What you should do. Print the full article about Digital Domain's digital human Zoey word for word.

Text excerpt.
○ ○ ○ ○ ○
Digital Domain’s Digital Humans Group introduces the latest developments in real-time autonomous digital humans.
Zoey is not really who you think she is. That is, if you believe her to be an actual human. And why wouldn’t you? She looks real. She engages in natural conversation. She can even cop a bit of an attitude at times.
Introduced at FMX 2022 recently, Zoey is the latest iteration of the R&D into real-time advanced autonomous digital humans by Digital Domain’s Digital Humans Group (DHG). She comprises many advanced technologies: artificial intelligence, machine learning, complex facial animation, text-to-speech tech, real-time rendering, and more.
“Zoey takes the concepts of virtual assistants like Alexa and Siri several steps further, creating a digital helper you can truly interact with,” says Daniel Seah, global CEO of Digital Domain. Zoey can engage in online face-to-face conversations, carrying on discussions with multiple people at a time, can answer questions accurately and without lag, and is able to learn and remember details about people she speaks with from previous encounters. She can also adjust her mood and the tone of her conversation.
○ ○ ○ ○ ○
Collected data:
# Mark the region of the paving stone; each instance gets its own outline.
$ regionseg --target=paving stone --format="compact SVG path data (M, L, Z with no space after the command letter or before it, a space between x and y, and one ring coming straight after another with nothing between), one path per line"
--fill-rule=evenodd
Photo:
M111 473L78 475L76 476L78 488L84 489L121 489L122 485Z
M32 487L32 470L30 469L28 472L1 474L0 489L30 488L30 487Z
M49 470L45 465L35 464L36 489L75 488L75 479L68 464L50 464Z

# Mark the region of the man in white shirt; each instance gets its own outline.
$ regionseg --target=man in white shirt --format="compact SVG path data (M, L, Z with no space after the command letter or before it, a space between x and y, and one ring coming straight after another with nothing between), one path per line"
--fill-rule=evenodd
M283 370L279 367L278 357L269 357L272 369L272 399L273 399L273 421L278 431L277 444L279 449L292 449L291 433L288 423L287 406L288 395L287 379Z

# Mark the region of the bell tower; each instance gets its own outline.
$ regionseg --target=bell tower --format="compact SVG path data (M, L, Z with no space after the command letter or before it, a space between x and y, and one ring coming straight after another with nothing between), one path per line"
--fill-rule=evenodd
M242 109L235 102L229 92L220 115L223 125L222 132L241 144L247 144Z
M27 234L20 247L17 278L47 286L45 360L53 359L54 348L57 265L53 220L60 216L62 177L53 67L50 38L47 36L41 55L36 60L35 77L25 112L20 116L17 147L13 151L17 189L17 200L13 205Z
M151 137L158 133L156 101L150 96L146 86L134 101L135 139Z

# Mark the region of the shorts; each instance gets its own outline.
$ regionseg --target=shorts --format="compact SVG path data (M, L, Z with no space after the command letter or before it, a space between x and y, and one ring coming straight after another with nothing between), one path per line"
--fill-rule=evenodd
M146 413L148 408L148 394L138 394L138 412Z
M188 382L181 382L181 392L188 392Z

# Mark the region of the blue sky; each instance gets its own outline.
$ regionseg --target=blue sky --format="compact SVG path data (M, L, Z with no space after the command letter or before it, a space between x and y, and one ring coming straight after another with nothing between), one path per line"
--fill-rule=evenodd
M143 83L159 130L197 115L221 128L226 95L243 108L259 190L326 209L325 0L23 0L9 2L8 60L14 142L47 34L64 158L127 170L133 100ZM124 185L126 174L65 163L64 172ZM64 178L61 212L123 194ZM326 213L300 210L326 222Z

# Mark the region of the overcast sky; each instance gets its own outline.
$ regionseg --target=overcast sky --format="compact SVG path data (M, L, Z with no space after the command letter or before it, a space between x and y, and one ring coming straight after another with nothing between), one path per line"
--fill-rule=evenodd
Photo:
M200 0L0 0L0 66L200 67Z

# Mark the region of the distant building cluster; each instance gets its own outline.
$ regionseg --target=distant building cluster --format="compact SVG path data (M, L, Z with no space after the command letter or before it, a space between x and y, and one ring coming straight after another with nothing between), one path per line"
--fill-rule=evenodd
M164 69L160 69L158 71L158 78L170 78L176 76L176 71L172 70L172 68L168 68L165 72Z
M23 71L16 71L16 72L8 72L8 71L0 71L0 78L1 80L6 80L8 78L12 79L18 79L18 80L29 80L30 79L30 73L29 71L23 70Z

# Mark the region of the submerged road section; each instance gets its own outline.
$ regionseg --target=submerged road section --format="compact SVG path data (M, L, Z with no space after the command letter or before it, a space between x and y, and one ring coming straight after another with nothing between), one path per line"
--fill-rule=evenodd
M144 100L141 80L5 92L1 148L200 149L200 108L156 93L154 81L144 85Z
○ ○ ○ ○ ○
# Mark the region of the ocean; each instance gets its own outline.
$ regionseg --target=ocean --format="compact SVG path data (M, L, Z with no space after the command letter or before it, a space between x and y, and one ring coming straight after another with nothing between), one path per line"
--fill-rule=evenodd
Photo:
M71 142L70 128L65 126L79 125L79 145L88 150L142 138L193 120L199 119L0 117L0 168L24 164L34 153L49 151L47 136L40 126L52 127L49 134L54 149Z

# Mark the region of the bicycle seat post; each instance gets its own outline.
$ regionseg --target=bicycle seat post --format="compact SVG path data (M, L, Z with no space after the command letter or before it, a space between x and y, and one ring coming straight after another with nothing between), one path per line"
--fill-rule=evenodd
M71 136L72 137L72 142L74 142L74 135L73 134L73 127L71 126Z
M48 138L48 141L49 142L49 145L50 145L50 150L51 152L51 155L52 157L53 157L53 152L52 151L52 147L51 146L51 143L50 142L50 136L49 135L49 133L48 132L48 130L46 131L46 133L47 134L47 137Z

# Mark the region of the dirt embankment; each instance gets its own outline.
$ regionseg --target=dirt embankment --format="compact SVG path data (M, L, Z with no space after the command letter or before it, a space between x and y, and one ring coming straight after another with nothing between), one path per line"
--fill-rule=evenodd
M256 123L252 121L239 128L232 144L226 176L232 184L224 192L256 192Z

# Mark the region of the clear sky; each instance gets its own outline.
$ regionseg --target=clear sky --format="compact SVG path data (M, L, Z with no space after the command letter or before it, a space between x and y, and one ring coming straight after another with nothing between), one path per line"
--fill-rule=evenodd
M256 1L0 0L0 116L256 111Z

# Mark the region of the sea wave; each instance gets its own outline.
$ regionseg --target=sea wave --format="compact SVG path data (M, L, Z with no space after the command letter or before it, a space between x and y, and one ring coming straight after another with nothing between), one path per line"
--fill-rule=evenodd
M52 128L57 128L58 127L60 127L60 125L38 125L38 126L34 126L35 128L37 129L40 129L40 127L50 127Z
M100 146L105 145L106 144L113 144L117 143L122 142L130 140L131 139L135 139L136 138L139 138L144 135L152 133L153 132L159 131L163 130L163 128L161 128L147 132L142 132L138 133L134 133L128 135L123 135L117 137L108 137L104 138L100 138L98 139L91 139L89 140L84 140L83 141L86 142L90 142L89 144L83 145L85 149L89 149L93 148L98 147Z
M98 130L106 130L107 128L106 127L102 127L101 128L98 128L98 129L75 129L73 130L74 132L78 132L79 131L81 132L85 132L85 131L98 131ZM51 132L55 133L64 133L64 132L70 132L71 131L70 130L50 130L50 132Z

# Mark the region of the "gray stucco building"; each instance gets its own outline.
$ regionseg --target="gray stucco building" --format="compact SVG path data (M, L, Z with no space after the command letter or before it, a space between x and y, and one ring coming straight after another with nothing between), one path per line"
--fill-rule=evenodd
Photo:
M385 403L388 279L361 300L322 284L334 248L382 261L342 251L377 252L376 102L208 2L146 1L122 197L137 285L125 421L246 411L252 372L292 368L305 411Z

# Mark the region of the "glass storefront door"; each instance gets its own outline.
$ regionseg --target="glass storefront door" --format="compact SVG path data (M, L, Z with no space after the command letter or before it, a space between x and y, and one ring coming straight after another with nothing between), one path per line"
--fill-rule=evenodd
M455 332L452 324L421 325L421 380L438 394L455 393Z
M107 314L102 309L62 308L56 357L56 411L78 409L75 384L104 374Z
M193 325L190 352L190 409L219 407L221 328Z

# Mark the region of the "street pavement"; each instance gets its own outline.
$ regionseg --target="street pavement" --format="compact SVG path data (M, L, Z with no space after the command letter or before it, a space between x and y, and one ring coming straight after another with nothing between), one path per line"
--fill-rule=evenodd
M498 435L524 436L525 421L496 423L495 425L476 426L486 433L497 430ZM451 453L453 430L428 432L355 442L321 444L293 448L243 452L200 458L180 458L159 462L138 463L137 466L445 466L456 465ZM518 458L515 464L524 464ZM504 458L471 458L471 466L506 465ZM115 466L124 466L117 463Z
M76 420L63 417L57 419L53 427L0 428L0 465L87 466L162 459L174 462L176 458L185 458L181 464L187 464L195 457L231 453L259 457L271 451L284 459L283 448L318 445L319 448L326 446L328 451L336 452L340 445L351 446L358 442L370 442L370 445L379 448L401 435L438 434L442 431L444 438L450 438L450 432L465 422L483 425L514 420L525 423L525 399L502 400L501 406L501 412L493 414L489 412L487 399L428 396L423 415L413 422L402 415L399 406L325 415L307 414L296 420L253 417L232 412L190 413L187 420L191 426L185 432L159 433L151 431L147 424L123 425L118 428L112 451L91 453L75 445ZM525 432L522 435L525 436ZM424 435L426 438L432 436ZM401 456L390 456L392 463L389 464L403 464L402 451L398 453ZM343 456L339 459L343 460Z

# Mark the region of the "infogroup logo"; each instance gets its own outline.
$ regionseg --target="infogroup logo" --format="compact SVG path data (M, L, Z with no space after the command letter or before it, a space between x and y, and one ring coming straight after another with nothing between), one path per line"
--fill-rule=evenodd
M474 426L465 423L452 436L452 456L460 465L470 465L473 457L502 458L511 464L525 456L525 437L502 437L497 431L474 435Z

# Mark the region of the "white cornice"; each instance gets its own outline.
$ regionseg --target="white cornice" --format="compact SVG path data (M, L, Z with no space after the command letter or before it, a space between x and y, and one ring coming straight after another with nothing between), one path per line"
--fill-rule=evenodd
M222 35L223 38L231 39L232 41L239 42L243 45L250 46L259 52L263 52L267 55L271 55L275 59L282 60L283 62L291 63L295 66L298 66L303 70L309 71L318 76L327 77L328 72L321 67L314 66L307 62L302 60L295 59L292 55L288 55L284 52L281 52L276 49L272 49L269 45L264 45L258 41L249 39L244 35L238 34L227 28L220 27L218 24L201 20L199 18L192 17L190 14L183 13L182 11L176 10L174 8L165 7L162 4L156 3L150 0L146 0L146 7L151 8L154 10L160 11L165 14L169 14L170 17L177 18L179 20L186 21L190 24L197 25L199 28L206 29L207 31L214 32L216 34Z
○ ○ ○ ○ ○
Output of the task.
Digital Domain’s Digital Humans Group introduces the latest developments in real-time autonomous digital humans.
Zoey is not really who you think she is. That is, if you believe her to be an actual human. And why wouldn’t you? She looks real. She engages in natural conversation. She can even cop a bit of an attitude at times.
Introduced at FMX 2022 recently, Zoey is the latest iteration of the R&D into real-time advanced autonomous digital humans by Digital Domain’s Digital Humans Group (DHG). She comprises many advanced technologies: artificial intelligence, machine learning, complex facial animation, text-to-speech tech, real-time rendering, and more.
“Zoey takes the concepts of virtual assistants like Alexa and Siri several steps further, creating a digital helper you can truly interact with,” says Daniel Seah, global CEO of Digital Domain. Zoey can engage in online face-to-face conversations, carrying on discussions with multiple people at a time, can answer questions accurately and without lag, and is able to learn and remember details about people she speaks with from previous encounters. She can also adjust her mood and the tone of her conversation.